**TO BE DONE:**
Repeat every line exactly, keeping the pictures out of the copy.

**INFORMATION SUPPLIED:**

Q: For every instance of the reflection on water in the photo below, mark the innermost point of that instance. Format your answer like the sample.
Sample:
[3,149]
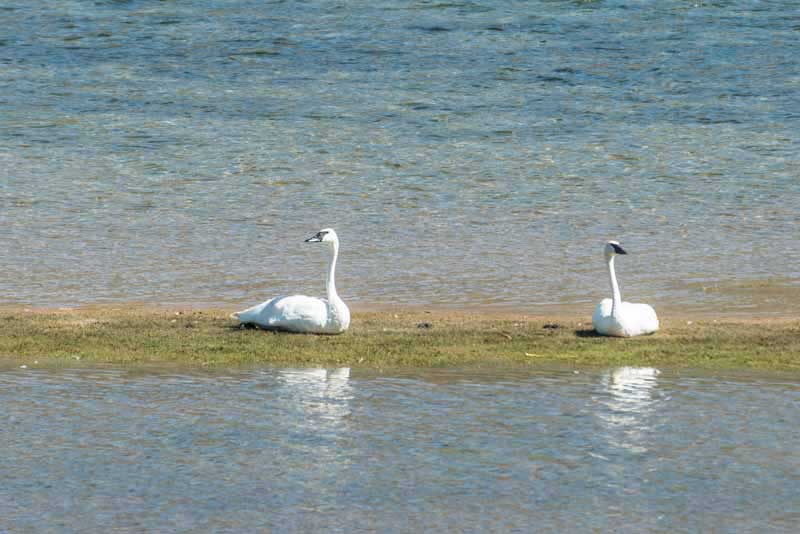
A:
[316,450]
[629,405]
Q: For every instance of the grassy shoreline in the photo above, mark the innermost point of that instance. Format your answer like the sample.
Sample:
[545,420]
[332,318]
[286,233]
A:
[384,339]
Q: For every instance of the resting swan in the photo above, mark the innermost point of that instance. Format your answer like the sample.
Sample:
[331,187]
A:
[612,317]
[298,313]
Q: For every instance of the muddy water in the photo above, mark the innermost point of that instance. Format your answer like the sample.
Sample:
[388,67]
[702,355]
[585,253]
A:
[290,450]
[468,153]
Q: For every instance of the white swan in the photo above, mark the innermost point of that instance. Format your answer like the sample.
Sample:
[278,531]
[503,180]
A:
[298,313]
[612,317]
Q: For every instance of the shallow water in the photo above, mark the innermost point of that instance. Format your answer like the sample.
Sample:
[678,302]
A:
[469,153]
[291,450]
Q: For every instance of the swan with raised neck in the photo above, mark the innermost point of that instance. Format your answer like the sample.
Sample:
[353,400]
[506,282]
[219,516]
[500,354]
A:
[613,317]
[299,313]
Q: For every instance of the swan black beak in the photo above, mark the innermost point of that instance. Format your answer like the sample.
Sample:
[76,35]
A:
[315,239]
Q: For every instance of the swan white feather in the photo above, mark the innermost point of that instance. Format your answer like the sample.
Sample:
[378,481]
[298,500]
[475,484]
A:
[299,313]
[612,317]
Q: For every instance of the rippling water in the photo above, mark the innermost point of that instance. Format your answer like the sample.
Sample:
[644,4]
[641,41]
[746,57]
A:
[468,152]
[289,450]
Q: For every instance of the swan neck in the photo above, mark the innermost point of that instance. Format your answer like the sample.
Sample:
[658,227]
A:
[616,297]
[330,283]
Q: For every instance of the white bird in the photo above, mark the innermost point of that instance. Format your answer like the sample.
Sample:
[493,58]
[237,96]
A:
[298,313]
[612,317]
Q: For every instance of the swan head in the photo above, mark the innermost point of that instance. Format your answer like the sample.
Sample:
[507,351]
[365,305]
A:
[612,249]
[326,235]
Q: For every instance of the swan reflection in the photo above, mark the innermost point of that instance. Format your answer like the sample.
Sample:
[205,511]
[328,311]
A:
[629,403]
[322,394]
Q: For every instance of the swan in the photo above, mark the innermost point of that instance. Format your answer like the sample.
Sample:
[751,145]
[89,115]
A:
[298,313]
[612,317]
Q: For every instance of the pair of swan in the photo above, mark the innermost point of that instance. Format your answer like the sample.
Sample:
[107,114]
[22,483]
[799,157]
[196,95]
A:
[298,313]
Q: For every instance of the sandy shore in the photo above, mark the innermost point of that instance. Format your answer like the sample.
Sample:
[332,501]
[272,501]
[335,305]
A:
[138,333]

**THE REPLY:**
Q: For every instance of the reflection on water in the photo below, mark the innermost point of that instance. Format your answer like the sample.
Sample:
[3,149]
A:
[316,450]
[629,405]
Q: For every instance of the grassy shoreline in the photo above, mark the innermost point of that instance. Format your answer like the sample.
Sample:
[545,420]
[332,318]
[286,233]
A:
[384,339]
Q: For every instance of the resting swan in the photo above, mark the innermost point of that instance. Format your answer like the sample.
Sample:
[331,187]
A:
[612,317]
[298,313]
Q: For every instance of the muddy water in the photo above, mark the innermost point of that instance. Format your answer like the sample.
Sample:
[388,67]
[702,355]
[585,253]
A:
[290,450]
[468,153]
Q: For every instance of the white swan in the photo above, mark the innermost point of that instance. Format your answer like the sample.
Sample:
[278,531]
[503,180]
A:
[298,313]
[612,317]
Q: For every instance of the shallow water in the photo above, mark the innermost point of that instance. Format your answer like the sample.
Sample:
[678,302]
A:
[469,153]
[291,450]
Q: For every instance of the swan with raised neck in the photo above, mark the innermost point of that instance. Format your answer like the sample.
Sample:
[353,400]
[506,282]
[219,516]
[500,354]
A:
[613,317]
[299,313]
Q: For every instance of the swan black beak in the photo above, mark the innermost point of that instance. Format your answer like the sample.
Sample:
[76,35]
A:
[315,239]
Q: For every instance of the swan white feather in the photo above, mark the innermost point of that instance. Format your answer like the sample.
Sample:
[378,481]
[298,500]
[475,484]
A:
[299,313]
[612,317]
Q: For every instance of the rippling water in the photo above, mark the innermost point of that instance. Format your answer like the sample.
Sample:
[644,4]
[641,41]
[746,57]
A:
[468,152]
[289,450]
Q: For every instance of the swan neck in the photo above, mark the innermost point of that instance. Format your answer like the sample.
Sample:
[658,227]
A:
[616,297]
[330,283]
Q: For every instance of the white bird in the photo above, mark the innermost point of that instance. Format your answer like the sample.
Sample:
[493,58]
[237,96]
A:
[298,313]
[612,317]
Q: For every instance of the swan head in the photo above, mark the innermost point of that instance. Format your answer like the sample.
Sample:
[507,351]
[365,305]
A:
[612,249]
[326,235]
Q: For every instance of the swan reflection in the photo above, mark the innermost point of that instance. Format your answer like the sample.
Sample:
[205,511]
[328,311]
A:
[629,403]
[322,394]
Q: For every instance of the swan in the photo above, mark the innermost point of that instance. Format your answer like the sample.
Sample:
[751,145]
[89,115]
A:
[298,313]
[612,317]
Q: For every instance of the pair of swan in the photo above, mark the innermost point of that instance. Format your answer like the sample.
Sample:
[107,114]
[22,483]
[799,157]
[196,95]
A:
[298,313]
Q: For every instance of the sandy shore in the photo above, mark the innermost point of that instance. Format your answer like the sample.
Sample:
[332,501]
[272,501]
[335,305]
A:
[138,333]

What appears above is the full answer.